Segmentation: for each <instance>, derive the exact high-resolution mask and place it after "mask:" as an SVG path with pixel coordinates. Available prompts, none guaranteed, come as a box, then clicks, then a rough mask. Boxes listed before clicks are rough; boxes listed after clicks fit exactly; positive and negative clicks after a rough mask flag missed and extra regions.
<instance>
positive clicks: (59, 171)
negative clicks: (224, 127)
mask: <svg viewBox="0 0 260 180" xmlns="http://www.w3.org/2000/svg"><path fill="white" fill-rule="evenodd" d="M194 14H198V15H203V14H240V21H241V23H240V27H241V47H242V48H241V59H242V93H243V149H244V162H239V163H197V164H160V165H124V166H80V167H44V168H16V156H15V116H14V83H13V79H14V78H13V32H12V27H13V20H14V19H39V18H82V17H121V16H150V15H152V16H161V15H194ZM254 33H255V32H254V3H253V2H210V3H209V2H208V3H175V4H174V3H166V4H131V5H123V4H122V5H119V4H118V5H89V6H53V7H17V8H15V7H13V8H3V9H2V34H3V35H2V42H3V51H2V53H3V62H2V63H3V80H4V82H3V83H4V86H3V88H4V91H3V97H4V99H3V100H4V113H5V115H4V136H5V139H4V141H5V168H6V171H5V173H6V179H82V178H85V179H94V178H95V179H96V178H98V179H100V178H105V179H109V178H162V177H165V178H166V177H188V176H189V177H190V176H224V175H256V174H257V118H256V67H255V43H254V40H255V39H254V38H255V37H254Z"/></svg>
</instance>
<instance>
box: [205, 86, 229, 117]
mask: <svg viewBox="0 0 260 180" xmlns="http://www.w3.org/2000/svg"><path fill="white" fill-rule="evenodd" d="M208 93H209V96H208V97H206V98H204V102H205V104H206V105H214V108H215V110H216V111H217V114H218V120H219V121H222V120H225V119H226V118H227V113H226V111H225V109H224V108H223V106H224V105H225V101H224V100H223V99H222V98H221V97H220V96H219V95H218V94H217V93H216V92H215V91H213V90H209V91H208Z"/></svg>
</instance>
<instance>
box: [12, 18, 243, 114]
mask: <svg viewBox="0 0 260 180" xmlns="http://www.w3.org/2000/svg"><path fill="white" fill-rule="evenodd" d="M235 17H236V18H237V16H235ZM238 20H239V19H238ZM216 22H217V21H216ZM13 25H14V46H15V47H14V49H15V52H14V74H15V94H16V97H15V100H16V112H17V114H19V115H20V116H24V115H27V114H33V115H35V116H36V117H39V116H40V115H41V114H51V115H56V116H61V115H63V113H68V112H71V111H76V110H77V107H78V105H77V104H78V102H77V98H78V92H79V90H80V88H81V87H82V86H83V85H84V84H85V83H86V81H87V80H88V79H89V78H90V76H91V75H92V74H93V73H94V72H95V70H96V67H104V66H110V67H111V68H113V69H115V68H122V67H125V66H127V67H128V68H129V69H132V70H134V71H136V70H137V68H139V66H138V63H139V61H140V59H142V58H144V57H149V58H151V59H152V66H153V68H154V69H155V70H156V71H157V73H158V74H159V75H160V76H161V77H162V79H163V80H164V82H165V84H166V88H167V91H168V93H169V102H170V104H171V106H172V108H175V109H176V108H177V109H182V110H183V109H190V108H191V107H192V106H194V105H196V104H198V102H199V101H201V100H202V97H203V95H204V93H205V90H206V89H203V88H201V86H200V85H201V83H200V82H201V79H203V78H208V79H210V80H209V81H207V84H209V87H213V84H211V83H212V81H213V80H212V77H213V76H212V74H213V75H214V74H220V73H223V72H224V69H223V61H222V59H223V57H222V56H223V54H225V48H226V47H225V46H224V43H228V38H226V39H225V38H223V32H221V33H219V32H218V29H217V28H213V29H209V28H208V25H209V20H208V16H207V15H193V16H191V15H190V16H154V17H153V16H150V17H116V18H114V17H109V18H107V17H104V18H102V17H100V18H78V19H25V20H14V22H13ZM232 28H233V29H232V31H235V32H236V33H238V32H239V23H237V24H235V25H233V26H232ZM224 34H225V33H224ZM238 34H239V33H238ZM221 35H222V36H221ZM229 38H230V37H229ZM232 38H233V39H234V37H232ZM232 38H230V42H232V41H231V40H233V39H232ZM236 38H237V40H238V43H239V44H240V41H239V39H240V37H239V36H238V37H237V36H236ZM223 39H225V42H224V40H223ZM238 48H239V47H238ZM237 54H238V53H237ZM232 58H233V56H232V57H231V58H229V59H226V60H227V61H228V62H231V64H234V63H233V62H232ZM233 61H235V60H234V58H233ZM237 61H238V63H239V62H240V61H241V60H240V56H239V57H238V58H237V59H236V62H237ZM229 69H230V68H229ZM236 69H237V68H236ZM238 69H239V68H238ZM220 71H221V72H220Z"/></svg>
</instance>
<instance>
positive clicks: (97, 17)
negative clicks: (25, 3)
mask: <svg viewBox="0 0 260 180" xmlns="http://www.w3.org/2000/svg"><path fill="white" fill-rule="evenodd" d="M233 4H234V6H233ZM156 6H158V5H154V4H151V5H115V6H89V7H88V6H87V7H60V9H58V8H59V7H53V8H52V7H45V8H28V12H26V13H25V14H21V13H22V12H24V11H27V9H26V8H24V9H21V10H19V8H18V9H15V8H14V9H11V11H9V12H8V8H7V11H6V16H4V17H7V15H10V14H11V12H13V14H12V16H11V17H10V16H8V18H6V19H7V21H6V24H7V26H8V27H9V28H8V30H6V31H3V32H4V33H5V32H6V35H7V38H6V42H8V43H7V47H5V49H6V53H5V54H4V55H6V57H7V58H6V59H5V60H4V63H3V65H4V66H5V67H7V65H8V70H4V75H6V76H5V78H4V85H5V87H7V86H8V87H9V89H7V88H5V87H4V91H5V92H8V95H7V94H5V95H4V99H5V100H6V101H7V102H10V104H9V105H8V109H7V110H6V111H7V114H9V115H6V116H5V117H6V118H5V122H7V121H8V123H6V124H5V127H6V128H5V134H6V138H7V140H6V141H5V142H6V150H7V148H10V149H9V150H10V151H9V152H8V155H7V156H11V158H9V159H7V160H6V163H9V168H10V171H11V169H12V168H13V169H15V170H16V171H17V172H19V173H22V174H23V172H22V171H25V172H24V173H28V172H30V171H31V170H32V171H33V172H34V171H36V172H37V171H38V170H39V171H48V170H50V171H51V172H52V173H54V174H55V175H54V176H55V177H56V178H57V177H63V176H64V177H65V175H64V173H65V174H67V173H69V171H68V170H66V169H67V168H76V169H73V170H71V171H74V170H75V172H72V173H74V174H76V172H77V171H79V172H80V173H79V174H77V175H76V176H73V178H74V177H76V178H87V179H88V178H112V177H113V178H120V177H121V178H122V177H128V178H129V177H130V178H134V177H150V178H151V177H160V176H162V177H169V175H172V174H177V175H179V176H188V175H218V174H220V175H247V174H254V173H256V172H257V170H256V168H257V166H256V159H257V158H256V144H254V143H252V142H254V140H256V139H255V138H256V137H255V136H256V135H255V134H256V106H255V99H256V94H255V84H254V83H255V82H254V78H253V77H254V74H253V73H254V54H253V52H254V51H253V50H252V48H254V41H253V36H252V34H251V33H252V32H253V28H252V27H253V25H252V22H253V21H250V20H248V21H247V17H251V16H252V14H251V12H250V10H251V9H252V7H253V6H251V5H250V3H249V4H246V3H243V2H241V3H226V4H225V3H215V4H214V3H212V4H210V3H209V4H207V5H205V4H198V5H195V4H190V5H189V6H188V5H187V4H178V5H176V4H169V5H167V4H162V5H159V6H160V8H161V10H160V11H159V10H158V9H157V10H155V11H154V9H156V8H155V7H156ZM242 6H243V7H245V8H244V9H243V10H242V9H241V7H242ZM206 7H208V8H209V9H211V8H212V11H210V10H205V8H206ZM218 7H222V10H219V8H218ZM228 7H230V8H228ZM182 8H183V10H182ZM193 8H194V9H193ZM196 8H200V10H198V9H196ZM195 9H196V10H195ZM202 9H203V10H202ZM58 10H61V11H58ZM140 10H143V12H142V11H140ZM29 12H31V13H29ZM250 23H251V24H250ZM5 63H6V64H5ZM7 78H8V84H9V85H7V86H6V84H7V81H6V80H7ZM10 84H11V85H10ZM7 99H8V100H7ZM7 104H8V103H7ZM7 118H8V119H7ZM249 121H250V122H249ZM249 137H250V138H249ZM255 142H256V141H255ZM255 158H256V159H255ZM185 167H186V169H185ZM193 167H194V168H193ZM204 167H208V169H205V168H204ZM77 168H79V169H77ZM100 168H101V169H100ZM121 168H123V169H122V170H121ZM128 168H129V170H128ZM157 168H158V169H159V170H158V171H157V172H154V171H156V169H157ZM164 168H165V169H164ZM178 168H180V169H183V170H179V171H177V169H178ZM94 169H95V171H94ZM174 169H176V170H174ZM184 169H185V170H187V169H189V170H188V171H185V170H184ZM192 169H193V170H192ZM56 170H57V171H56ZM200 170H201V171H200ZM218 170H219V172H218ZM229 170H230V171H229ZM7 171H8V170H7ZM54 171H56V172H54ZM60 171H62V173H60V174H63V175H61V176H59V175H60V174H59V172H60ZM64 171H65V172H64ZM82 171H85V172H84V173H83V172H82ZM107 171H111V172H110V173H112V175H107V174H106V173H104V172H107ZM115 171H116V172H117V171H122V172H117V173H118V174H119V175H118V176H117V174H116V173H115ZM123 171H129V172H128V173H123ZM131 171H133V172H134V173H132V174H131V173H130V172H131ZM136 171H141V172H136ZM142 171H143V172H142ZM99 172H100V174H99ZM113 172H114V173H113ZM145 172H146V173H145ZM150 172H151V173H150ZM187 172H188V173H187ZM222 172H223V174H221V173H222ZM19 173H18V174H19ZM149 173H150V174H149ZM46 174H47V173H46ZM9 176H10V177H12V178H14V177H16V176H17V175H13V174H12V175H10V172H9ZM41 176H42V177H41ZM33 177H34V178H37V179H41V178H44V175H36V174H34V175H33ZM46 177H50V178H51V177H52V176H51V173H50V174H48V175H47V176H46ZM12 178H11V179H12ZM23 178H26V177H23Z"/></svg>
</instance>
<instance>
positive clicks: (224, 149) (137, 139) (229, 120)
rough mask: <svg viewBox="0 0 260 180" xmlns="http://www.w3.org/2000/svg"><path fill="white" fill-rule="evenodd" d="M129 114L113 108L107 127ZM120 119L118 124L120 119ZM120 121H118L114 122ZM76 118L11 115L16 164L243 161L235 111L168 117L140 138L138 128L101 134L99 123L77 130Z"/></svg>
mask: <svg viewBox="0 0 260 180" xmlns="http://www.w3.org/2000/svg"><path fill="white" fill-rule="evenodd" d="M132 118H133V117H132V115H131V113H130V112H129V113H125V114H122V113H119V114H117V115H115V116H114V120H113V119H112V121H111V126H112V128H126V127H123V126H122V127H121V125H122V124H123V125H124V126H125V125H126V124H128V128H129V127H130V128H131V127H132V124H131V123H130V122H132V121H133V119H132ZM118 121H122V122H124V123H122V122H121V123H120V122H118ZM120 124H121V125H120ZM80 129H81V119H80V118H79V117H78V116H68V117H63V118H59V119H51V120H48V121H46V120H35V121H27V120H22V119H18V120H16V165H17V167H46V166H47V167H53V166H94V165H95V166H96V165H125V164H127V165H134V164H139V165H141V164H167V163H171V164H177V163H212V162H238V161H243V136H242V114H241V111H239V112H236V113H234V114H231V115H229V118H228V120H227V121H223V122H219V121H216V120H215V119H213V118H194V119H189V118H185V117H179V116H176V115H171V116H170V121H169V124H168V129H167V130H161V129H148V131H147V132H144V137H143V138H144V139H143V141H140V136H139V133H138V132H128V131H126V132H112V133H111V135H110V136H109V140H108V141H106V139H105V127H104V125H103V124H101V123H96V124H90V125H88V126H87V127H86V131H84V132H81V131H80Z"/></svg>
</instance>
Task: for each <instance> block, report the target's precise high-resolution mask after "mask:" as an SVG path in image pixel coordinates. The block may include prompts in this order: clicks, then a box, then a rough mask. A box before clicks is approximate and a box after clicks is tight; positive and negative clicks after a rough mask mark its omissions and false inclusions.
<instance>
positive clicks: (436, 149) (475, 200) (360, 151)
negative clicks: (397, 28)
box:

•••••

Report how many lines in the listing above contain the string "resolution", giving only the number.

** ANSWER BOX **
2